[Dataset entries]
════════

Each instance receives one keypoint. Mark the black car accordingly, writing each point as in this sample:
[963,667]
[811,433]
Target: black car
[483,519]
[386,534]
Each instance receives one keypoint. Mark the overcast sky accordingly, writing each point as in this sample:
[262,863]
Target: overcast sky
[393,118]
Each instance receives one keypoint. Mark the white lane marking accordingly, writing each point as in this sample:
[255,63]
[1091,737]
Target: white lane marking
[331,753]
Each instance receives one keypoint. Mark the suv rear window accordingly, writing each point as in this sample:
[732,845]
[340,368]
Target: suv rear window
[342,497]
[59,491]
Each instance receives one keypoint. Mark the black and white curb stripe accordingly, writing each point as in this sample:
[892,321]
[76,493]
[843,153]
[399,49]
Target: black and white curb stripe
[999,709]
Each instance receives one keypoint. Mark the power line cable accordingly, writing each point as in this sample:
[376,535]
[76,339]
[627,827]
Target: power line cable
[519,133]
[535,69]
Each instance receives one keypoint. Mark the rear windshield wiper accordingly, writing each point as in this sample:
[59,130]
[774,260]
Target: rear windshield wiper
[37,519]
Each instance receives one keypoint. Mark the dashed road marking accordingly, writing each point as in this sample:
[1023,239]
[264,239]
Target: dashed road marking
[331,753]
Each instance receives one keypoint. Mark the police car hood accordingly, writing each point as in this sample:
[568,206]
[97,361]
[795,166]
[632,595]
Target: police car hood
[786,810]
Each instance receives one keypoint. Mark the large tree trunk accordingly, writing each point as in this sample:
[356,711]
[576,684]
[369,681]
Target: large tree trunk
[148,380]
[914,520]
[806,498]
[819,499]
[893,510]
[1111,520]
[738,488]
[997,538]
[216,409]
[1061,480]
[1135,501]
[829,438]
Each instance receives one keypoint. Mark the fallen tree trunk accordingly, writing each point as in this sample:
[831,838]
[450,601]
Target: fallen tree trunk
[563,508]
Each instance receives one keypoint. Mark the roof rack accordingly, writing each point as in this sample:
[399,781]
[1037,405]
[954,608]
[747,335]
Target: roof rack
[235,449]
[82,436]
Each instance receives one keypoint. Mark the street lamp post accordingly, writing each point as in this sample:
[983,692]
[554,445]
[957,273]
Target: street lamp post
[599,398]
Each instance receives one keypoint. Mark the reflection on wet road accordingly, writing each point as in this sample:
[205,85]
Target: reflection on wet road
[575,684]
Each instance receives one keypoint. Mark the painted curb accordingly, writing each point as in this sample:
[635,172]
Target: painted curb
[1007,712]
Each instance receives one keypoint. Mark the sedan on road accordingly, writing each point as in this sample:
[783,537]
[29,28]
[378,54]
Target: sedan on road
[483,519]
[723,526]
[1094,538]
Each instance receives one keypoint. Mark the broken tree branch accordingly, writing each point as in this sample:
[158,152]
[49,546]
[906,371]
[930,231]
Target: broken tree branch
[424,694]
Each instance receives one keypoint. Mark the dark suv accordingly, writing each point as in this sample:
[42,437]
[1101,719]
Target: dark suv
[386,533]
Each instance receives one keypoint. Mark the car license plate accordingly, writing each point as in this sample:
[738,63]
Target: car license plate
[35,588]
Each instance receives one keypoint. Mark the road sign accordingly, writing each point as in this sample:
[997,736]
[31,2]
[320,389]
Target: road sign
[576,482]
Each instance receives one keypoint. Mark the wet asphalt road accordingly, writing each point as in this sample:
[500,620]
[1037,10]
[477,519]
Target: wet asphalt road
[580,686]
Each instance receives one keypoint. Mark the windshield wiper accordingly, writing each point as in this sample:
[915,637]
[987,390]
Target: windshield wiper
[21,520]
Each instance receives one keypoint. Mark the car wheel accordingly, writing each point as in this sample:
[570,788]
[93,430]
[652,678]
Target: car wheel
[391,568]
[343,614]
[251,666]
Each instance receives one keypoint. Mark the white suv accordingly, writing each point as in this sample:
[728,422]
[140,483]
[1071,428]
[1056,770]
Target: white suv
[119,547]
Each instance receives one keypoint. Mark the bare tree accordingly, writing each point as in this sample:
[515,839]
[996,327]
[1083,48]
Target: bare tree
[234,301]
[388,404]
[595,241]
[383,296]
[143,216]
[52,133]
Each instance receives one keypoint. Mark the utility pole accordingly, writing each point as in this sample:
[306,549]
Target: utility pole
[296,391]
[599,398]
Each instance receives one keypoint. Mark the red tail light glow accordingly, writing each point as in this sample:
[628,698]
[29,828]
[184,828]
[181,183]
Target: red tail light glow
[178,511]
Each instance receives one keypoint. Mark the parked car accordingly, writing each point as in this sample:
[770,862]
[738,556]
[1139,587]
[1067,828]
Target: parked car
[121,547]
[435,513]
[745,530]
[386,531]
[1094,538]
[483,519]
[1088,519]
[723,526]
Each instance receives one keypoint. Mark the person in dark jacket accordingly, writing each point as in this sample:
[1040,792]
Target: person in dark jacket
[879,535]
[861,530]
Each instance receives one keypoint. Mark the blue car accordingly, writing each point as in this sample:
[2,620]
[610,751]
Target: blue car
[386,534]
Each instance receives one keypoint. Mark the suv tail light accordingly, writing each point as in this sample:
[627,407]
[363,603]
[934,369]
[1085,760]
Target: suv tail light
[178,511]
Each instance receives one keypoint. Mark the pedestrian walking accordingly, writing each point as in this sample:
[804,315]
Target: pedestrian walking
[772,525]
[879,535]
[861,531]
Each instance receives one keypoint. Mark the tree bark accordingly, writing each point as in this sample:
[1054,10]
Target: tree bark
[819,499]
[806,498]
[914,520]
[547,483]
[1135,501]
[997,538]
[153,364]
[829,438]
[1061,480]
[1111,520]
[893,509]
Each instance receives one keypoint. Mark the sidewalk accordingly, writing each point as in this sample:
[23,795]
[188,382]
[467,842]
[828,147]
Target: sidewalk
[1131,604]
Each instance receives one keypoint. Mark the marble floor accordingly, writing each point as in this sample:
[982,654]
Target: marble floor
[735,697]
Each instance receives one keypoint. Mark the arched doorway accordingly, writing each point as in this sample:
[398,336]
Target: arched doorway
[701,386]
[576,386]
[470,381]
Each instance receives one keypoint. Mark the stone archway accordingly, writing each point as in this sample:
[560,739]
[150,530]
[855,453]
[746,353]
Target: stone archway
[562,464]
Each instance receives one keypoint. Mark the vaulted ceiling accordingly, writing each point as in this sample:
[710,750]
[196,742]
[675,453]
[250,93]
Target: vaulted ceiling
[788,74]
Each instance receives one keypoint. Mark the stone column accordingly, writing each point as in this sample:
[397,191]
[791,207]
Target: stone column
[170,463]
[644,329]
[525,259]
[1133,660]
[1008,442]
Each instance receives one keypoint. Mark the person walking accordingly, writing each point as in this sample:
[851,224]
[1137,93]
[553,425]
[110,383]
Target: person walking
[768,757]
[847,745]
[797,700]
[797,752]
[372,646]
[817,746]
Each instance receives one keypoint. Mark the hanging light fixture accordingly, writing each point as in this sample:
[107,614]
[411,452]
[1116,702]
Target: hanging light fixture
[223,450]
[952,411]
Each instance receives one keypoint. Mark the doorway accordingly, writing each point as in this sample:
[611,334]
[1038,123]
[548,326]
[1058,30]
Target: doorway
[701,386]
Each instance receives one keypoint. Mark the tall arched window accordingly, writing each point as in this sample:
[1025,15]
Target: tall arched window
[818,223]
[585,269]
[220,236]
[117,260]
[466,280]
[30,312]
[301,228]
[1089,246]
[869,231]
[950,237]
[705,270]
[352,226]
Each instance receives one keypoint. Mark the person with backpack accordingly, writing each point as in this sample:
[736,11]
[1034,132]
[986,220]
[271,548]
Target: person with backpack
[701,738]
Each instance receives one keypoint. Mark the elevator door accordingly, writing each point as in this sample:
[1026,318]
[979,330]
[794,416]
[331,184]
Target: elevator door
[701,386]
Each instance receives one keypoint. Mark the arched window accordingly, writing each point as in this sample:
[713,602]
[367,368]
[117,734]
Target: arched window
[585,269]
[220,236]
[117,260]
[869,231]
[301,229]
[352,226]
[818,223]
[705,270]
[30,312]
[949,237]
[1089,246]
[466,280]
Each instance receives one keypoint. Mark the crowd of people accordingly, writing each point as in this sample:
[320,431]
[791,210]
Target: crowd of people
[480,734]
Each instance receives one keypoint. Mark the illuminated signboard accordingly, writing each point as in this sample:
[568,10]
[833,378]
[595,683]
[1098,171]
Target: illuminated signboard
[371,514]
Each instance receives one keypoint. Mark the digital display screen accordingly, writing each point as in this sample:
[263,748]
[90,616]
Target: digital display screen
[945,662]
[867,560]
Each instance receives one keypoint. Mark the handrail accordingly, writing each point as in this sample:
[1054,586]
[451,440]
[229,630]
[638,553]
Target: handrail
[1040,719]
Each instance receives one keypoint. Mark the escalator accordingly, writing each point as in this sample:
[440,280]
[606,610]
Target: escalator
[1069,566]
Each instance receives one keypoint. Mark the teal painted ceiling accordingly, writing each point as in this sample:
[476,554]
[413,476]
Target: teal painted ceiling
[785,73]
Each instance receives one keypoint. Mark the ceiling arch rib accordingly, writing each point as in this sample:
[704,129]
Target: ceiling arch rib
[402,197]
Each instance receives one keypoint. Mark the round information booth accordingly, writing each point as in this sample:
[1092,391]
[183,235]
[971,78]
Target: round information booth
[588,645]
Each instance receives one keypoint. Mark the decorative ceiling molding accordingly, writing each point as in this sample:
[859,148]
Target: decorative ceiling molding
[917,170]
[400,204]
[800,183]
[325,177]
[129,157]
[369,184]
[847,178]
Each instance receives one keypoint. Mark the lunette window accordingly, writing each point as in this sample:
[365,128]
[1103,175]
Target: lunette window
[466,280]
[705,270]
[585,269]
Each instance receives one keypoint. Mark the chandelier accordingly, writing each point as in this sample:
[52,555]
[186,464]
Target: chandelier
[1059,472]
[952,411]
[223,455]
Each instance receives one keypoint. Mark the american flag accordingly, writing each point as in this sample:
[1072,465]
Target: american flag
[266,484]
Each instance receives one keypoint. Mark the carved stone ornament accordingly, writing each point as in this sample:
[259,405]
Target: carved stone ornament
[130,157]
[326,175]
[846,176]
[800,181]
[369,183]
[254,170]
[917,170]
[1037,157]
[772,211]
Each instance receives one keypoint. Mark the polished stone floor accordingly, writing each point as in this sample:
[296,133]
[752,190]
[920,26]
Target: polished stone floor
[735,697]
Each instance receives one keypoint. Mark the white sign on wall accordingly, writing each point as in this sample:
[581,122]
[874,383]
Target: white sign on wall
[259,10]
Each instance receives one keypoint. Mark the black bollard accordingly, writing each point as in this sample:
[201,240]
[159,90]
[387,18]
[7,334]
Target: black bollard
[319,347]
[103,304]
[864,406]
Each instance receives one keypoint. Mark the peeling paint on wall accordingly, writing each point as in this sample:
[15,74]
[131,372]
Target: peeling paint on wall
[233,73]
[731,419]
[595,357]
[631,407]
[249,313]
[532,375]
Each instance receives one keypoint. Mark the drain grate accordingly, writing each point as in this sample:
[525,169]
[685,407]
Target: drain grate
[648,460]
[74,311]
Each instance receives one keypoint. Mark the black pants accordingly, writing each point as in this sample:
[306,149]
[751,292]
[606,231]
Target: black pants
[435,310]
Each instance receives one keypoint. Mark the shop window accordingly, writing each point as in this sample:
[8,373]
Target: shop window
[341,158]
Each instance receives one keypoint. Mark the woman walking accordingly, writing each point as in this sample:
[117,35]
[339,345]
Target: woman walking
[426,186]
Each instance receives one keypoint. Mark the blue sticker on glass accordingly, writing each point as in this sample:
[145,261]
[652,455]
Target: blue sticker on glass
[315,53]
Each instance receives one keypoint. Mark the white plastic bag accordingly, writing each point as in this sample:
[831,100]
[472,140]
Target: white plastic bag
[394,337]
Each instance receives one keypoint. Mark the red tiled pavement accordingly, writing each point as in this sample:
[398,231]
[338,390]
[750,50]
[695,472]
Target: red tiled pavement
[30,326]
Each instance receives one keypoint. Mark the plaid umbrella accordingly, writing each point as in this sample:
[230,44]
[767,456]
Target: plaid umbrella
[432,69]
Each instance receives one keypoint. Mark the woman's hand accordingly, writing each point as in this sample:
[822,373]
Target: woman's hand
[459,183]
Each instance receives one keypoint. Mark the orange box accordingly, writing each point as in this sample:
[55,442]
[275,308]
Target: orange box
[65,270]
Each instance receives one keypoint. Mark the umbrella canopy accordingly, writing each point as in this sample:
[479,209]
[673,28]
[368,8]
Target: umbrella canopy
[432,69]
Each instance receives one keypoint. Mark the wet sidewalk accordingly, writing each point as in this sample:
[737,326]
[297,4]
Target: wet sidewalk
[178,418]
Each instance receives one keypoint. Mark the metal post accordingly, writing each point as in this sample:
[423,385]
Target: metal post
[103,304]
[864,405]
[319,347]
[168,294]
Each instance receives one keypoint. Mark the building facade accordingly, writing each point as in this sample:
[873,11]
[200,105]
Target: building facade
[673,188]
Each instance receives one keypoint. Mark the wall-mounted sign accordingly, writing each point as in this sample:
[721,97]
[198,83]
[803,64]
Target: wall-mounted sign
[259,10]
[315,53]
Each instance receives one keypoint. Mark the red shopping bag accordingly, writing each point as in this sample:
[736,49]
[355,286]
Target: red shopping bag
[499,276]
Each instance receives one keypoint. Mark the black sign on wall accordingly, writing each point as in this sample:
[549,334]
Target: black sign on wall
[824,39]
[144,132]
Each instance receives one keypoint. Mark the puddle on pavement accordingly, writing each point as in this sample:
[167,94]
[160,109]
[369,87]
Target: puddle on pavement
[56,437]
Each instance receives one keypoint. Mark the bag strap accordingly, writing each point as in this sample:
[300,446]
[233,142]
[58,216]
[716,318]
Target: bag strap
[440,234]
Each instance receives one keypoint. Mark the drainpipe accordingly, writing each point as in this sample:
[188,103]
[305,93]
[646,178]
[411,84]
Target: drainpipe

════════

- _Problem_:
Pull out the lines above in which the word "drainpipe" appears.

- _Problem solution_:
Each instance receives one keypoint. Mark the drainpipe accordingly, writing each point as in this sample:
Target: drainpipe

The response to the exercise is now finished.